# [PROBLEM TO SOLVE]
Please write out the dog breed comparison again from "They are known" up to and including "for these dogs.", substituting "kennel club" for "AKC" wherever it occurs.

# [TEXT]
They need a strong and decisive owner or trainer to be obedient.
Great Pyrenees Intelligence & Trainability
This dog breed is highly intelligent but strong-willed with an independent streak, which can make training a bit challenging.
While they can easily learn commands, that doesn’t mean they will willingly follow them.
Maremma vs. Great Pyrenees: Guarding Instinct
Both these historic dog breeds have been used to guard livestock for centuries, and their duties often include facing dangerous wild animals like bears and wolves.
Maremma Guarding Instinct
Maremma Sheepdogs have a natural instinct to protect. They rely on their highly developed guarding instinct more than their training.
Great Pyrenees Guarding Instinct
Great Pyrenees are territorial guards by nature with a strong instinct to bark, but the Great Pyrenees is not just your typical guard dog; they are natural guardians.
They are known to be protective of the members of the “flock,” but besides protecting them, they also care for and nurture them.
Maremma vs. Great Pyrenees: Official Club Recognition
Between the two dog breeds, only the Great Pyrenees is recognized by the American Kennel Club (AKC).
Maremma Official Club Recognition
Although Maremma Sheepdog is recognized by different clubs worldwide, including the UKC, it’s not yet recognized by the AKC.
Great Pyrenees Official Club Recognition
The AKC recognized Great Pyrenees as a dog breed under the working group in 1933.
Maremma vs. Great Pyrenees: Health Issues
Although generally healthy, like most larger breeds, the Maremma Sheepdog and Great Pyrenees are prone to some ailments.
Although they are a generally healthy dog breed, Maremma Sheepdogs are prone to hip and elbow dysplasia because of their large size. Bloating can also be a problem for these dogs.
Great Pyrenees Health
Like Maremma dogs, Great Pyrenees are susceptible to hip and elbow dysplasia and other hormonal issues and eye problems requiring surgery or leading to blindness when left untreated.
Maremma vs. Great Pyrenees: Life Expectancy
Great Pyrenees and Maremma Sheepdogs have similar lifespans. The quality of care they receive is a huge factor in terms of their life longevity.

# [SUPPLIED INFORMATION]
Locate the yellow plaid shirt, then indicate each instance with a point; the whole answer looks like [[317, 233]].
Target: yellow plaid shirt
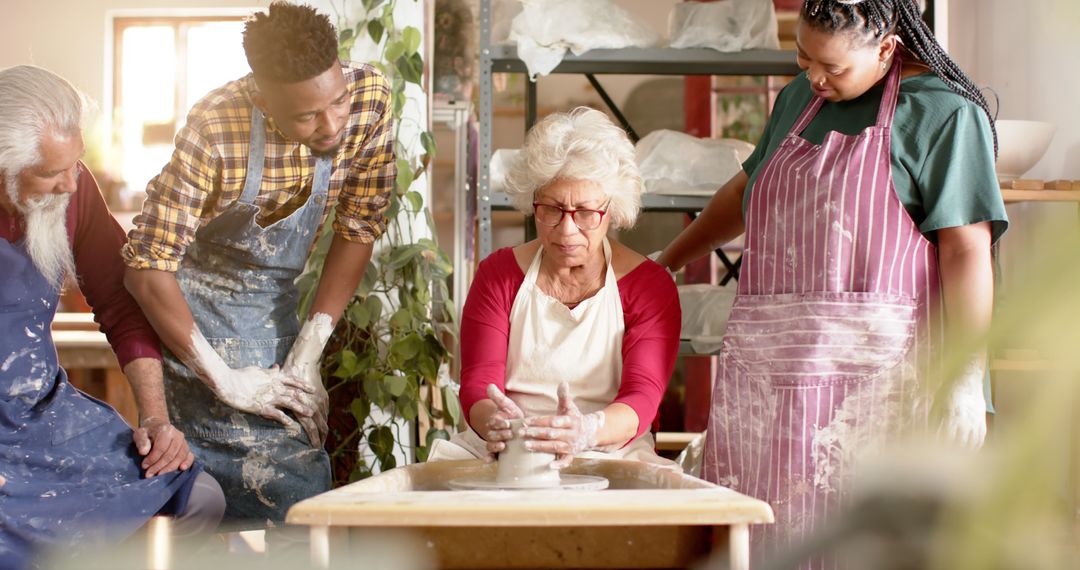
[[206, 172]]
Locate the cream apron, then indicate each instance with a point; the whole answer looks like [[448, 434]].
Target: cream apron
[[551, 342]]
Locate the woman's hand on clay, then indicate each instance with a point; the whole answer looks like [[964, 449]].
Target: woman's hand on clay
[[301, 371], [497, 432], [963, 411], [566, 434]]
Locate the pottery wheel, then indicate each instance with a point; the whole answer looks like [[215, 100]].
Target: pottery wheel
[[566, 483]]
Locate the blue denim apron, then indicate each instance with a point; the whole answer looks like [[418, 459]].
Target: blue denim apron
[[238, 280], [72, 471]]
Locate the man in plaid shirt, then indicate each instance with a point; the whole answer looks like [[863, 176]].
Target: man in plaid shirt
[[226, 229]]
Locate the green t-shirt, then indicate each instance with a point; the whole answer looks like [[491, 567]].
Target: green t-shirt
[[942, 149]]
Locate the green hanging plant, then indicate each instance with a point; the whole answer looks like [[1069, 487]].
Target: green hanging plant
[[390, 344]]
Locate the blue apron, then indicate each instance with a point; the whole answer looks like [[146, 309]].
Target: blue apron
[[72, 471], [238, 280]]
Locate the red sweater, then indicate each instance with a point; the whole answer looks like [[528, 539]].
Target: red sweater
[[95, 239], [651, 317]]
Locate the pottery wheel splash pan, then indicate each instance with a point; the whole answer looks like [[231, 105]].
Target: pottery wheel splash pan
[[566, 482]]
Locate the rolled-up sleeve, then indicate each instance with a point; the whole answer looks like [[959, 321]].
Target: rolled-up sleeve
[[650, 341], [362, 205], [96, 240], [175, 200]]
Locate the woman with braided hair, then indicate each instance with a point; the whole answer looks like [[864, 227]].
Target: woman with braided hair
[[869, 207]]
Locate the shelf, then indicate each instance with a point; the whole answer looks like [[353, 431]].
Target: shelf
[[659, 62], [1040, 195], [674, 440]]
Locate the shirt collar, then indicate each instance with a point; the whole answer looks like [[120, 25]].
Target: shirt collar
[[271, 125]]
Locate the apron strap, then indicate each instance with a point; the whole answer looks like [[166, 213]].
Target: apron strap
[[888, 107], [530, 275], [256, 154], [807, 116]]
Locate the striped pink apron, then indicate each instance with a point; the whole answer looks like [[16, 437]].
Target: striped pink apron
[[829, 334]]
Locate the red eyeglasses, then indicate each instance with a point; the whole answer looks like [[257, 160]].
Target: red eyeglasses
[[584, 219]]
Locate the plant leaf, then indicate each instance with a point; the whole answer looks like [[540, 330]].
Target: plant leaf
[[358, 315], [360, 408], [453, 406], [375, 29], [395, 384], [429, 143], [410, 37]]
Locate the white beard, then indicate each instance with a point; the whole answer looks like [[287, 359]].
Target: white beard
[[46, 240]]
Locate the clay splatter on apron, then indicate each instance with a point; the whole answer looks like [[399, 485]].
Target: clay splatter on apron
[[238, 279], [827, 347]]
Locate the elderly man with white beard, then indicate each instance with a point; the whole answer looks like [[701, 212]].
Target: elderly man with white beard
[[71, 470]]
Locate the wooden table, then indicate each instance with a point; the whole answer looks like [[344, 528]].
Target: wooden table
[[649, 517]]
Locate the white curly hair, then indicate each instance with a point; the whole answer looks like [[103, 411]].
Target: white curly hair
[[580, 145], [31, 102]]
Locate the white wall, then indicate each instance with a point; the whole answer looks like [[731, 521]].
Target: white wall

# [RESULT OF THE TASK]
They are known to be protective of the members of the “flock,” but besides protecting them, they also care for and nurture them.
Maremma vs. Great Pyrenees: Official Club Recognition
Between the two dog breeds, only the Great Pyrenees is recognized by the American Kennel Club (kennel club).
Maremma Official Club Recognition
Although Maremma Sheepdog is recognized by different clubs worldwide, including the UKC, it’s not yet recognized by the kennel club.
Great Pyrenees Official Club Recognition
The kennel club recognized Great Pyrenees as a dog breed under the working group in 1933.
Maremma vs. Great Pyrenees: Health Issues
Although generally healthy, like most larger breeds, the Maremma Sheepdog and Great Pyrenees are prone to some ailments.
Although they are a generally healthy dog breed, Maremma Sheepdogs are prone to hip and elbow dysplasia because of their large size. Bloating can also be a problem for these dogs.